Work instruction
Begin with the line that holds "Microscopy analysis: the researcher is looking for tan". Output it and all remaining lines of the material, verbatim, ending with the last.

───

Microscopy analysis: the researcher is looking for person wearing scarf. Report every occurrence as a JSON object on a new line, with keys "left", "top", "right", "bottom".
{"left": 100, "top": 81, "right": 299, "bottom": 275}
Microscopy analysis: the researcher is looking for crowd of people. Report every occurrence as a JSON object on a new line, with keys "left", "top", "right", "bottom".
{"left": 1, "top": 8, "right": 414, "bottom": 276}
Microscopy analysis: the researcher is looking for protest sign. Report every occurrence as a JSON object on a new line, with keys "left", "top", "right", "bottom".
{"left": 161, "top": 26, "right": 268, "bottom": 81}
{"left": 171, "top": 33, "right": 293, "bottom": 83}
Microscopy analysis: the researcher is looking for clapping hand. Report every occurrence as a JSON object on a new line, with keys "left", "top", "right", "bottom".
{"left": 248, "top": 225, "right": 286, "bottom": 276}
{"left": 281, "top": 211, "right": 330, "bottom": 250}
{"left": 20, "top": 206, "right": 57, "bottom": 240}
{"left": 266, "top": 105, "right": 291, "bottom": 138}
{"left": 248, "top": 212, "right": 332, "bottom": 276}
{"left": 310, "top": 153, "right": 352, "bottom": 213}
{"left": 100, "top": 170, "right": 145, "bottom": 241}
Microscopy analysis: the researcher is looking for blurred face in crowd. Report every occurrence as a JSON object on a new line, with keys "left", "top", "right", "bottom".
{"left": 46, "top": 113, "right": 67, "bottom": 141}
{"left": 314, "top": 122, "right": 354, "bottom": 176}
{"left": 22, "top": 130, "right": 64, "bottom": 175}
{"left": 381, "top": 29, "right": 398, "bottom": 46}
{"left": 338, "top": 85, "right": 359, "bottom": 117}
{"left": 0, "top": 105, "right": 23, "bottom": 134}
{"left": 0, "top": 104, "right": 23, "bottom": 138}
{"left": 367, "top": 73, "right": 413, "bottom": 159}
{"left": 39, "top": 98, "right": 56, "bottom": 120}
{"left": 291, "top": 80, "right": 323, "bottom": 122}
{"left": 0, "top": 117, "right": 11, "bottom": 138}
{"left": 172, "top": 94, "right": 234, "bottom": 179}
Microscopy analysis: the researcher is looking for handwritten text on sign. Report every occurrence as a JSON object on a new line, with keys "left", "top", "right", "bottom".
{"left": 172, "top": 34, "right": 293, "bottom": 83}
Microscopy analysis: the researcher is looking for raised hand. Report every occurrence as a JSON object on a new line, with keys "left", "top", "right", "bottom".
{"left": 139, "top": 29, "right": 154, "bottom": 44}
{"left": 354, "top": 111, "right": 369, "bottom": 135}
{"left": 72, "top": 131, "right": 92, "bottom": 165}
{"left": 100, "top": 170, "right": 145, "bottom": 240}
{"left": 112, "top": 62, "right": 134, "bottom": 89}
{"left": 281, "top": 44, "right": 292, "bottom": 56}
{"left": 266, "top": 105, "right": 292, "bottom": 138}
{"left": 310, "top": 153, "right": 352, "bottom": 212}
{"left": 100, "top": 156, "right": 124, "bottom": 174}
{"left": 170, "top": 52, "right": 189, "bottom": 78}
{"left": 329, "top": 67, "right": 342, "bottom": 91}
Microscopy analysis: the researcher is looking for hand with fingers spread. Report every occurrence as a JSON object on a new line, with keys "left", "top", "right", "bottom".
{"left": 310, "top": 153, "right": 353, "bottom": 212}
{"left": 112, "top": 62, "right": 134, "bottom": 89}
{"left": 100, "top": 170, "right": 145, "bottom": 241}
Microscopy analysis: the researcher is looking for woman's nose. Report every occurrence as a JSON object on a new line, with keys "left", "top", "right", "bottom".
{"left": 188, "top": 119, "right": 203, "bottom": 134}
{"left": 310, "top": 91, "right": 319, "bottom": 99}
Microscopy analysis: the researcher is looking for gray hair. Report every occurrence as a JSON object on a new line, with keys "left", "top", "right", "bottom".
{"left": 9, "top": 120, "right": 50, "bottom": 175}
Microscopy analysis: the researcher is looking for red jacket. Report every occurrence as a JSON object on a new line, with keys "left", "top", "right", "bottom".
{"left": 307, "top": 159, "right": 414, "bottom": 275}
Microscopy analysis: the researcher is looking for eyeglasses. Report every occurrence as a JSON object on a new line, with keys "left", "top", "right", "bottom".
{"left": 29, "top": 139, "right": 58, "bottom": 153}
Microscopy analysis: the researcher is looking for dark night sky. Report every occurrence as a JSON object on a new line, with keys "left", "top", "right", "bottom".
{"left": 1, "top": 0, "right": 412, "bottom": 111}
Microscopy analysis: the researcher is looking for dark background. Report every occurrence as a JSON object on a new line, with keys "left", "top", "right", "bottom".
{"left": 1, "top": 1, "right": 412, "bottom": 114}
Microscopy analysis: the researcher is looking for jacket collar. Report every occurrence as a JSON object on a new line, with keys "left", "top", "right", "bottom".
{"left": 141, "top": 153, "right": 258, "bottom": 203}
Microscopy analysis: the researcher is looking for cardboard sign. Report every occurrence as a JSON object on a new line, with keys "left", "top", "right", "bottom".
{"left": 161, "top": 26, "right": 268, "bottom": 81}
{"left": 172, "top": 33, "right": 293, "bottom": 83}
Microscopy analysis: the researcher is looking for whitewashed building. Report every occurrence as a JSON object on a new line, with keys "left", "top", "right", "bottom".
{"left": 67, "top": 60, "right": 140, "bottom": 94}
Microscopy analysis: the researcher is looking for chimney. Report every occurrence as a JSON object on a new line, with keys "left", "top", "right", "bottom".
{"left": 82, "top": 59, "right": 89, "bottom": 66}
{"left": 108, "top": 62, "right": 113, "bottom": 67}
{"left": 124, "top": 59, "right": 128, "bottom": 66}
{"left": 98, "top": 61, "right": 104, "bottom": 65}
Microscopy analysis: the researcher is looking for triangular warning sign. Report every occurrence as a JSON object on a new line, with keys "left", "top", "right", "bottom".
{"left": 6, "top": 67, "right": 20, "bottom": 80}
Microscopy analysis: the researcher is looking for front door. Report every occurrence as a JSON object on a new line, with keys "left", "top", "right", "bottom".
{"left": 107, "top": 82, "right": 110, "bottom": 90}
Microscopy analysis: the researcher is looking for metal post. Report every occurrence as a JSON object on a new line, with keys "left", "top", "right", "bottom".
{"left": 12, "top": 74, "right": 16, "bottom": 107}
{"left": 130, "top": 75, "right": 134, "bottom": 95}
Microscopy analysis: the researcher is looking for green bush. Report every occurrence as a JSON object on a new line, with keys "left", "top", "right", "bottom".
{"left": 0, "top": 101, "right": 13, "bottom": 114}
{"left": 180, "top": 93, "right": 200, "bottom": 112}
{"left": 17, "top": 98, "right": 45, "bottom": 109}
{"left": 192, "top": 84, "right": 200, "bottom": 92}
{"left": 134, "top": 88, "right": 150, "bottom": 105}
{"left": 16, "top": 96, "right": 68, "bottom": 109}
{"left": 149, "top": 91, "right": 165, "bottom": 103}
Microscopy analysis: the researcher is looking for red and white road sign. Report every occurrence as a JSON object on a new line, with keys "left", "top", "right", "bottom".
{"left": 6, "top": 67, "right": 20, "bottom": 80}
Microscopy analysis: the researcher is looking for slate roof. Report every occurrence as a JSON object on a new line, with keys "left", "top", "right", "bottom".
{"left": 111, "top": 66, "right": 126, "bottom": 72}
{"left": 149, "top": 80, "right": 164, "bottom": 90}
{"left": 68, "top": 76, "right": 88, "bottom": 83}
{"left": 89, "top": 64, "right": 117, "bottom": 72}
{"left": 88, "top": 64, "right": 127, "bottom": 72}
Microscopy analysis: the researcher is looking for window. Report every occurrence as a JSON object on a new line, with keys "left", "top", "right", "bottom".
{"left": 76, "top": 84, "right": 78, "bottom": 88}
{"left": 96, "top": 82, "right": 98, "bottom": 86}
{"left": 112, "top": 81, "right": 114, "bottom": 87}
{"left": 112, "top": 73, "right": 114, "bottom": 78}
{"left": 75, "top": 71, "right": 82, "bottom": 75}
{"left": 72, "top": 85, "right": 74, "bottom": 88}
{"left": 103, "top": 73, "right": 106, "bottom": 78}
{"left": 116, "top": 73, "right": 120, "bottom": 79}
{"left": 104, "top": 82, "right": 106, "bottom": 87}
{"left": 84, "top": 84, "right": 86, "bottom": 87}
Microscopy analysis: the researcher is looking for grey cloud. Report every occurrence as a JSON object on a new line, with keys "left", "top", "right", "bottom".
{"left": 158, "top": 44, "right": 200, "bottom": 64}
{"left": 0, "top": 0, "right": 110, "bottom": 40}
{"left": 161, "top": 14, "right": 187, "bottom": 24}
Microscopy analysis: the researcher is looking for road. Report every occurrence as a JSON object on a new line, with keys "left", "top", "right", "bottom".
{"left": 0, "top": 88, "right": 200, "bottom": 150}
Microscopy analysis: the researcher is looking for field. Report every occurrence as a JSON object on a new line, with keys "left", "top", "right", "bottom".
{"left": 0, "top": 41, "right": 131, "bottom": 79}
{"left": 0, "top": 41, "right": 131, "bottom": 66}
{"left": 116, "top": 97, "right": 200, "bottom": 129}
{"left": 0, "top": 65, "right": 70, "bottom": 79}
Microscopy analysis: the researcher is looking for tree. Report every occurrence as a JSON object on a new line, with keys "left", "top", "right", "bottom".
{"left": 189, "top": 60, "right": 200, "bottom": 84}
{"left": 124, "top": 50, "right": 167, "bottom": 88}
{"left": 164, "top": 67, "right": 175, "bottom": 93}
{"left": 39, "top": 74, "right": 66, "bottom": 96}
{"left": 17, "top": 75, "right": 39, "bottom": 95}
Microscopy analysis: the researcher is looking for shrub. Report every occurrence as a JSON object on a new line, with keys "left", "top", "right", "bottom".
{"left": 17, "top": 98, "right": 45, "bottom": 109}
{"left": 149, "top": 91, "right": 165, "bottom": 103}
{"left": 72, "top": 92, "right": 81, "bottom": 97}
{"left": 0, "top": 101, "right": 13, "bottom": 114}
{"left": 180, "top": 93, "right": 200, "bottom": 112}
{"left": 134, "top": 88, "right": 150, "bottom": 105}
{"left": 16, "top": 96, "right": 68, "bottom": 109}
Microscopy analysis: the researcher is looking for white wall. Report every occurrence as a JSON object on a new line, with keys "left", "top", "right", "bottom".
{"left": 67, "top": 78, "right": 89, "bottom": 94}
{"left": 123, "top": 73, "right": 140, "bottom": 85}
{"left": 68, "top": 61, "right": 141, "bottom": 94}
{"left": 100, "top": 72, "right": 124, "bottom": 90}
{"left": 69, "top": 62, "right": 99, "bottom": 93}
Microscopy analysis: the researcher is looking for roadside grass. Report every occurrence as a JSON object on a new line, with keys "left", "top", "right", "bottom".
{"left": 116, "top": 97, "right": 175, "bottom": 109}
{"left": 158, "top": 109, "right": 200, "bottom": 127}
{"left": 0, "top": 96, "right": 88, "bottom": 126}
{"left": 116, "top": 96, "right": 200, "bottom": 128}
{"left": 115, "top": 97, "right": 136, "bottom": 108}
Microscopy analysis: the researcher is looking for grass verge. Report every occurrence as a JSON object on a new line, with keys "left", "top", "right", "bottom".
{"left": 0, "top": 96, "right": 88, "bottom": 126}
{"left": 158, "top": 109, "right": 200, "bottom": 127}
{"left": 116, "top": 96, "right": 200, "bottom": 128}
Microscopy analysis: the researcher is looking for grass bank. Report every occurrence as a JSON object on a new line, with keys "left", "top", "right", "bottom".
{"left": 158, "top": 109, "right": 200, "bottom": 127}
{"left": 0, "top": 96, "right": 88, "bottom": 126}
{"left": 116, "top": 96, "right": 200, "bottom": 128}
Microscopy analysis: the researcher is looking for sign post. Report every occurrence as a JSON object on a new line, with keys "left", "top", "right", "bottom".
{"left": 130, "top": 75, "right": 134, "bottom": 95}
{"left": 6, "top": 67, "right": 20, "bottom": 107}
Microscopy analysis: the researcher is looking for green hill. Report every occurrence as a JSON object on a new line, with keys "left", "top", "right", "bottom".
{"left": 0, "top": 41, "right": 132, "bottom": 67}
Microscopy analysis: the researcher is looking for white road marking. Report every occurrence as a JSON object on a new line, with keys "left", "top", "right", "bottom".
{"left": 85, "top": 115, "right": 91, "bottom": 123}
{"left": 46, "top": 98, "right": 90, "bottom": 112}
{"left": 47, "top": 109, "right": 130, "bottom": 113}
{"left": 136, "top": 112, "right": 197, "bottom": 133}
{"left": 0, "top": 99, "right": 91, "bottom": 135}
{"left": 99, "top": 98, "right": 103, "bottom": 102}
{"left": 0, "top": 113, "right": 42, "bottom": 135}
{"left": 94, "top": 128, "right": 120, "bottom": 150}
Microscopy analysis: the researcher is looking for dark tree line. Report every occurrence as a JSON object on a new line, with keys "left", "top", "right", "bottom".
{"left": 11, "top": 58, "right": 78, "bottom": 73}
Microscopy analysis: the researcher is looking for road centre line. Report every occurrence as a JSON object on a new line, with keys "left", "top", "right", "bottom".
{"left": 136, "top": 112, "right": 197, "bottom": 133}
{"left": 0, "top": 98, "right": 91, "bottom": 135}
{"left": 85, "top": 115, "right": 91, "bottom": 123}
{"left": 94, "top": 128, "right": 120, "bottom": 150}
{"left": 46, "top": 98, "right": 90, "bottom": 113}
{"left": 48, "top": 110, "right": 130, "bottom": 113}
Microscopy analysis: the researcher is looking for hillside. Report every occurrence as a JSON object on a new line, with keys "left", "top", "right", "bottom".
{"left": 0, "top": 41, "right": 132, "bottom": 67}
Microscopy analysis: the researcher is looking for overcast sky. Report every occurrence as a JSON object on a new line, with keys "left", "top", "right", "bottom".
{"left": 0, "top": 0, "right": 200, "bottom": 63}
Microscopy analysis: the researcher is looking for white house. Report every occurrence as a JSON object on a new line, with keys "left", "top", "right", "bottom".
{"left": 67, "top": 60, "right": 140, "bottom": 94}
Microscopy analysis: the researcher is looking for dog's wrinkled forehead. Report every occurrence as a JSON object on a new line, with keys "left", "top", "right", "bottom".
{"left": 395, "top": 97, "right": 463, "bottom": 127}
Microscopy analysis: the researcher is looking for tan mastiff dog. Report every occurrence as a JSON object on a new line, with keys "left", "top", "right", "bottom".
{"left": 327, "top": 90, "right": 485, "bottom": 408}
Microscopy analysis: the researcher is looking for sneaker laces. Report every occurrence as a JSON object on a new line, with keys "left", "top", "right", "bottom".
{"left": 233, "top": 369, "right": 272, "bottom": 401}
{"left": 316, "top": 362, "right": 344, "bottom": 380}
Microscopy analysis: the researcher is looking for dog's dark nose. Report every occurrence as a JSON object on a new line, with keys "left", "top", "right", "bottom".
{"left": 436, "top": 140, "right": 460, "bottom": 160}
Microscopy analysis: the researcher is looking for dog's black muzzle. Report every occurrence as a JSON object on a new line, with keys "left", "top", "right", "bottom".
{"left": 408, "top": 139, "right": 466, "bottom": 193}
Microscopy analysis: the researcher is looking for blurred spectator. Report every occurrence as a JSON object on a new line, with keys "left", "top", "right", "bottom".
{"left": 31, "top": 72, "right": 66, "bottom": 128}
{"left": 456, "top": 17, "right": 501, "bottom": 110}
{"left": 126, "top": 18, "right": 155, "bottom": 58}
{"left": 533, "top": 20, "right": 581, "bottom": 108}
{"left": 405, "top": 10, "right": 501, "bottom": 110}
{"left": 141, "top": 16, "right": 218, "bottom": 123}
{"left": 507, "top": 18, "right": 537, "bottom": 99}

───

Solution for this exercise
Microscopy analysis: the researcher is looking for tan mastiff dog. Report every occurrence as a JSON object on a new line, with keys "left", "top", "right", "bottom".
{"left": 327, "top": 90, "right": 485, "bottom": 408}
Microscopy analysis: the researcher is looking for sneaker laces. Report every occurrence as a JSON object on a new line, with keys "left", "top", "right", "bottom".
{"left": 233, "top": 369, "right": 272, "bottom": 401}
{"left": 316, "top": 362, "right": 344, "bottom": 380}
Microscopy analysis: the researcher is looking for dog's dark nose. Report every occurrence as a JSON object on a new line, with keys "left", "top", "right", "bottom".
{"left": 436, "top": 140, "right": 460, "bottom": 160}
Microscopy analysis: the researcher is looking for dog's black muzzle. Report every occurrence as a JSON object on a new line, with keys "left", "top", "right", "bottom".
{"left": 408, "top": 139, "right": 466, "bottom": 193}
Microscopy analysis: the researcher is looking for blurred spectator. Report every occurrence as a JSON object on a new line, with keys "left", "top", "right", "bottom".
{"left": 31, "top": 72, "right": 66, "bottom": 128}
{"left": 456, "top": 17, "right": 501, "bottom": 110}
{"left": 126, "top": 18, "right": 155, "bottom": 58}
{"left": 533, "top": 20, "right": 581, "bottom": 108}
{"left": 405, "top": 10, "right": 501, "bottom": 110}
{"left": 141, "top": 16, "right": 218, "bottom": 123}
{"left": 507, "top": 18, "right": 537, "bottom": 99}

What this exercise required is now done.